EXERCISE TASK 1
List every book title mentioned in the reading post below.

PAGE

__________________________________________________

As frequent readers of my Goodreads will know, 2020 was a great year for my reading. I went from reading 33 books in 2019 — my previous record, and something that I was proud of at the time — to a likely 115 this year (although there are 2 I wouldn’t count and 2 I reread so it’s closer to 111 unique, book-length books). I thought I’d cap my year off by presenting my favourite from each month, largely because I wanted to write something but not put too much effort into researching it. This semester was very long.
January — Bowling Alone by Robert D. Putnam
The first couple of months were fairly dry for me and so I expected them to be the easiest to choose from. It turns out though that I only read bangers in January. Ten Cities that Made an Empire, The Four Loves, and All Quiet on the Western Front are probably in the top quarter of the whole 114, and Sowell’s Basic Economics isn’t bad either.
I went with Bowling Alone, though, because out of what I read this month it had the biggest effect on me personally. I went into the year a lot more neocon than I came out, and it was the first book that really got me to question individualism. I’m sure if you look back to my writing from the time (I won’t because I cringe at anything I wrote more than a month ago) you can see the shift away that I made thanks to Putnam’s simple reiteration of the Tocquevillian principle. Social fabric good.
February — Dynasties and Interludes by Lawrence LeDuc et. al.
February was a little more barren than January; the only other text I considered here was the Nicomachean Ethics. While Aristotle’s work is probably my favourite between the two, I had to give Dynasties the nod because it’s more interesting if I write about something you haven’t heard of. This book is the best primer on Canadian political history I’ve read, covering the electoral strategy and decisions made by every administration since 1867. I particularly enjoyed their account of the Diefenbaker years, as I think his coalition is the most improbable and most interesting of the bunch (though sadly they believe him to be a mere interlude and not a dynasty). Worth checking out if you ever wanted to learn about Canadian history.
March — The Screwtape Letters by C.S. Lewis
What can I say, I’m a fanboy. I could hardly put this one down once I started and so I ended up finishing it in one day. Its existence alone is testimony to Christ’s victory, since Lewis feels so secure in mocking the devil that he’s willing to write a book doing so. Its real usefulness though, and I think Lewis’s aim, is to examine the reader and show him where he is acting as the demons want. Maybe I’ll reread it when I’m preparing for confession sometime as I’m sure it would make a good examination of conscience.

__________________________________________________

MATERIAL PROVIDED
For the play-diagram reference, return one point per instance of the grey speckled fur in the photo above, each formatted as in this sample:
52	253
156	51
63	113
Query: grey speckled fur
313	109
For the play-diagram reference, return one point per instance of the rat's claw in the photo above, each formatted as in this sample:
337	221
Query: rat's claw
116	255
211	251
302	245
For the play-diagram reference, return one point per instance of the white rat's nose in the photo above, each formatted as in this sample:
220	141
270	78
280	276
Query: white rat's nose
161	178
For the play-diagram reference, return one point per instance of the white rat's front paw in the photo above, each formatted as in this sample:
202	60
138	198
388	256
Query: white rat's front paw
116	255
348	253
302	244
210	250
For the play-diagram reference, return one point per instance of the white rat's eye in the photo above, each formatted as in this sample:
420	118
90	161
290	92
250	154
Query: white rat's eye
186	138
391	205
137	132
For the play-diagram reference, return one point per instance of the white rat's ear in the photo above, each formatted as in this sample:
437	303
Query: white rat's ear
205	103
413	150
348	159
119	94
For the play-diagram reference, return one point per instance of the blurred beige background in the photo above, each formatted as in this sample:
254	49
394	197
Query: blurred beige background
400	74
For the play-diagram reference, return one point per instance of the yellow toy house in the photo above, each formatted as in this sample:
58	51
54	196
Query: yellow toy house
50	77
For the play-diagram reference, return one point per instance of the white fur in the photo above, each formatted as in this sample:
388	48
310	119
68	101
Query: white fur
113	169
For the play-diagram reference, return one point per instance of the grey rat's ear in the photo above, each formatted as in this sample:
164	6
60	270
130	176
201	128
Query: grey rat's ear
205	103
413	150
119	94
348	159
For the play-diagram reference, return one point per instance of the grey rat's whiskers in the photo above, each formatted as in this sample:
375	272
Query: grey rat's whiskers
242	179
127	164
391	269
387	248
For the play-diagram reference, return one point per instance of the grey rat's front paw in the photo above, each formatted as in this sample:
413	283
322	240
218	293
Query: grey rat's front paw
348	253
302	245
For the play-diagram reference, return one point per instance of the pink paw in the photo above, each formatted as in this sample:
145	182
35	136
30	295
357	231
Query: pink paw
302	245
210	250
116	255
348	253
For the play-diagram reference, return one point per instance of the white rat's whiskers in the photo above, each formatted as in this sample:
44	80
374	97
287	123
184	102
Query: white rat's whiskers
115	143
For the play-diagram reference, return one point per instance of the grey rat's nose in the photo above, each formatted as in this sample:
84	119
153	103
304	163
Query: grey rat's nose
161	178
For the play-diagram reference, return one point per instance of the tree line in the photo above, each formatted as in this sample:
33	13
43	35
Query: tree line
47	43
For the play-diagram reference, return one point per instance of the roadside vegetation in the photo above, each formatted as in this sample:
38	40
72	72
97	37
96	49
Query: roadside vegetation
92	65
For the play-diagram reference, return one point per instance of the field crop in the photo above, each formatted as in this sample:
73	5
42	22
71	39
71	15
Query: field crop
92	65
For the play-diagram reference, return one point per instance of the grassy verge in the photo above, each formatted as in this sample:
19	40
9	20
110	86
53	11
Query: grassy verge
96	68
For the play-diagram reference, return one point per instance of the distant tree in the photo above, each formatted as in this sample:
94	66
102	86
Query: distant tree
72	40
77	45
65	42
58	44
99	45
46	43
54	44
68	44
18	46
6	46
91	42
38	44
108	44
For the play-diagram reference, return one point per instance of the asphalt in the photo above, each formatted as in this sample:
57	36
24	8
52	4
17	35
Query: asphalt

__________________________________________________

EXERCISE TASK 2
Print the lines of the rows verbatim. Start with the line that contains "of the distant" and continue through the final line of the rows, including both.

FINISHED ANSWER 1
Bowling Alone
Ten Cities that Made an Empire
The Four Loves
All Quiet on the Western Front
Basic Economics
Dynasties and Interludes
Nicomachean Ethics
The Screwtape Letters

FINISHED ANSWER 2
For the play-diagram reference, return one point per instance of the distant tree in the photo above, each formatted as in this sample:
94	66
102	86
Query: distant tree
72	40
77	45
65	42
58	44
99	45
46	43
54	44
68	44
18	46
6	46
91	42
38	44
108	44
For the play-diagram reference, return one point per instance of the asphalt in the photo above, each formatted as in this sample:
57	36
24	8
52	4
17	35
Query: asphalt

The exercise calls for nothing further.